_Excerpted text_
Chapter 15



Understanding Mean Anomaly

Let's take the first two years of oppositions in Kepler's table, 1580 and 1582. The date, the longitude, and the latitude seem clear enough: they are when the observation was made, and where Mars was seen. But what about the Mean Longitude on the right?

Working it through

The mean anomaly is a measure of time. You can think of it as a clock. Although we do not always have the sun at its limit at 12 noon, we still use our watches without reseting them every day to solar noon. (The difference between solar time and clock time is called the equation of time, which is one of the causes of the analemma phenomenon.) For the planet Mars, the mean longitude is a measure of how much angle the planet would have traversed, if it always moved at the same rate in its orbit. So let's recreate Kepler's creation of the right column.

First, let's see how many days have passed between Nov 18, 1580 and Dec 28, 1582. We have two years (2×365.25), one month (30 days has November), and ten more days (from the 18th to the 28th). Together, that gives:

2×365.25 + 30 + 10 = 770.5 days.

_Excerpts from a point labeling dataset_
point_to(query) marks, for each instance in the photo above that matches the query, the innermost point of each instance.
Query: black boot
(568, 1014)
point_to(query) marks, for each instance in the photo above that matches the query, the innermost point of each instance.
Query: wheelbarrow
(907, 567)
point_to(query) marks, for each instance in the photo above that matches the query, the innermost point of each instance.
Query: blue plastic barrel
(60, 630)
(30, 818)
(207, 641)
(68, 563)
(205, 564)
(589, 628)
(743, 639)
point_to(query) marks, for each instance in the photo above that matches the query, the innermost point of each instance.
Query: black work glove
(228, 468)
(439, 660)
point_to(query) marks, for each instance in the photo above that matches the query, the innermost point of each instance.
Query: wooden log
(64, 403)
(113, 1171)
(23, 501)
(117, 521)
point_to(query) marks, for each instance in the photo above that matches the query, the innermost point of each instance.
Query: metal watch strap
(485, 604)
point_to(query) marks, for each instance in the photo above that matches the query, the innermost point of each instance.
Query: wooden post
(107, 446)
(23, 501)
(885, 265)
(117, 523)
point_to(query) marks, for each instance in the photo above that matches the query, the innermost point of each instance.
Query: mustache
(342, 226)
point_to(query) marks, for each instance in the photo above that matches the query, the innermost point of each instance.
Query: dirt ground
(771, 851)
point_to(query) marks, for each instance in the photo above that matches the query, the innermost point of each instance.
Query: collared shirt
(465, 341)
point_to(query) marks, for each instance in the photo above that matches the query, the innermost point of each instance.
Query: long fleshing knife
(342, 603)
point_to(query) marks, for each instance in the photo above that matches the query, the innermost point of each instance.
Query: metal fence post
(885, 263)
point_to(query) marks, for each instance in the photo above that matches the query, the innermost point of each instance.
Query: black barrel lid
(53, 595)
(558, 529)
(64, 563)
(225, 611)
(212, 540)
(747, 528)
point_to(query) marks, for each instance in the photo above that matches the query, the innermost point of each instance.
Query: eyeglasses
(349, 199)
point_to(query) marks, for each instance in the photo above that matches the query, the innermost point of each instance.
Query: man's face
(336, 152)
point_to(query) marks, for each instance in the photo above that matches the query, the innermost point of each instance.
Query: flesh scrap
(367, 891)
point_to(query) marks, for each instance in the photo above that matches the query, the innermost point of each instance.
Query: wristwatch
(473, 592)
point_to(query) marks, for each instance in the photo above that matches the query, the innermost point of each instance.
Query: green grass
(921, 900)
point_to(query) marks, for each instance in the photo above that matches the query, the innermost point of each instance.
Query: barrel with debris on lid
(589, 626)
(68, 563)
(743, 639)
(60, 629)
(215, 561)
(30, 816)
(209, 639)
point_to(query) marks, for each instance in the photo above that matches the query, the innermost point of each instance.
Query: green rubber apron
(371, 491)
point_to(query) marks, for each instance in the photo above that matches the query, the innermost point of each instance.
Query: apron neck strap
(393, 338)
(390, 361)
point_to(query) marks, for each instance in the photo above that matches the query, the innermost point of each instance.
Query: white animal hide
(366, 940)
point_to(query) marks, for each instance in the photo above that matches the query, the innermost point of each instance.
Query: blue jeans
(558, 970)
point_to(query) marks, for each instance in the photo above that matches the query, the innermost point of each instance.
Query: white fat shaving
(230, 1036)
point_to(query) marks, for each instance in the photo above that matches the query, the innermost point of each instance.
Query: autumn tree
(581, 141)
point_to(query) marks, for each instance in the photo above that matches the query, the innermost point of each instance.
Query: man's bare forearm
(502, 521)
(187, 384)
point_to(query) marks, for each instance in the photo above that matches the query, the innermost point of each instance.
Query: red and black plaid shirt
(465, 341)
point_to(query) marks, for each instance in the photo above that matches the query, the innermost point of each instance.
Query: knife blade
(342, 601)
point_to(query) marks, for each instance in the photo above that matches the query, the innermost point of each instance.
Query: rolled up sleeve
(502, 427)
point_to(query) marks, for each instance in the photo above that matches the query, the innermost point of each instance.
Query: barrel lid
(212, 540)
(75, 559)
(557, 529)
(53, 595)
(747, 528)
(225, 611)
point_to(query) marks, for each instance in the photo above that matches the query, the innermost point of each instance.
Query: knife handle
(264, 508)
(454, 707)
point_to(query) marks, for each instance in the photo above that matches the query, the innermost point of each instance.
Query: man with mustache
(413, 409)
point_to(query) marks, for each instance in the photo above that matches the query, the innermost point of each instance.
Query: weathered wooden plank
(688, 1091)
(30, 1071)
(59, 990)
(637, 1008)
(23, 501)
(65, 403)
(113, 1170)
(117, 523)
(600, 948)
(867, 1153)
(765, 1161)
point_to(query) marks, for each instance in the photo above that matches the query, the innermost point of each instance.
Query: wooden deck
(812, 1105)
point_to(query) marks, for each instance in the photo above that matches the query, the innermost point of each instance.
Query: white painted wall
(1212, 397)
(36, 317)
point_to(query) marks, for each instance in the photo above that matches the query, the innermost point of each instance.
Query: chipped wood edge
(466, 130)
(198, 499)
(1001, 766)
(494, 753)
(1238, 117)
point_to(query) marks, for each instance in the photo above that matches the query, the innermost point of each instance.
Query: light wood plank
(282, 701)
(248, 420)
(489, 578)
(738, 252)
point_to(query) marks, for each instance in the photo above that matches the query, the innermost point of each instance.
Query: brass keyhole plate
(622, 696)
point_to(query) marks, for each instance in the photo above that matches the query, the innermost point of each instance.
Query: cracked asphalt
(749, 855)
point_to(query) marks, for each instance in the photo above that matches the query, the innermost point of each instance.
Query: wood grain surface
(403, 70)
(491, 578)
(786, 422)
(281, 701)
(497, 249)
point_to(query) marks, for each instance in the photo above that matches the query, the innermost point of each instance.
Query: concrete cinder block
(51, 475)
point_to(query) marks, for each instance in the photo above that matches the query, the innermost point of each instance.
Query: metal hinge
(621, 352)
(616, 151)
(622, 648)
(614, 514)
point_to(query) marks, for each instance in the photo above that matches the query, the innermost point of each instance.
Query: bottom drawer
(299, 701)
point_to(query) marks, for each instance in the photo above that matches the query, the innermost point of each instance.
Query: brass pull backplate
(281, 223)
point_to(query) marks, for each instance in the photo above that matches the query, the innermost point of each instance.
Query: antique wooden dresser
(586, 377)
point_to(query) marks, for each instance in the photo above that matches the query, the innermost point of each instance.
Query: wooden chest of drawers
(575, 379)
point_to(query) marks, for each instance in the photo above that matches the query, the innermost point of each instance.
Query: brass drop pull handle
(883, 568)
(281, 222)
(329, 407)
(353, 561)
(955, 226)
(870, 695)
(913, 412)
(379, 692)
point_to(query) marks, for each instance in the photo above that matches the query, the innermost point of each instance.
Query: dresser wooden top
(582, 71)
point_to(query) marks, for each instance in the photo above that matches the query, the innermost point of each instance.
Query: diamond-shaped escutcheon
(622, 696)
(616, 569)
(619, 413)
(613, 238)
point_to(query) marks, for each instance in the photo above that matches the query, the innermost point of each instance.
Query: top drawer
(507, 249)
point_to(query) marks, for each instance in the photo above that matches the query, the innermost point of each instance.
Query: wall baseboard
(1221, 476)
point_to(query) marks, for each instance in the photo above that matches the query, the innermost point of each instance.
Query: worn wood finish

_Jobs_
1. Do these statements agree with the mean anomaly text? (a) It calls the mean anomaly a measure of time. (b) The first two oppositions it takes from Kepler's table are from 1580 and 1584. (c) It calls the difference between solar time and clock time the equation of time.
2. Can you continue the mean anomaly text from where it stops?
The listing has no connection to the mean anomaly text.

_Expected outputs_
1.
(a) Yes: "The mean anomaly is a measure of time."
(b) No: "Let's take the first two years of oppositions in Kepler's table, 1580 and 1582."
(c) Yes: "The difference between solar time and clock time is called the equation of time"

2.
(We won't factor in the hours and minutes of time for this rough example.) Now, how many Mars orbits do 770.5 days make, and how many degrees would a uniformly moving Mars move? One Mars year is about 686.6 days, so 770.5/686.6 tells us how many Mars years we have, and multiplying by 360° will give us the degrees. When we do the math, we get:

404°, which, removing 360°, is 44°.

Compare that to the difference of Mean Longitude in the right column. The S stands for "Sign", which is 30°. We have (ignoring minutes and seconds),

3S 9° - 1S 25°
99° - 55° = 44°,
the same as we had found above.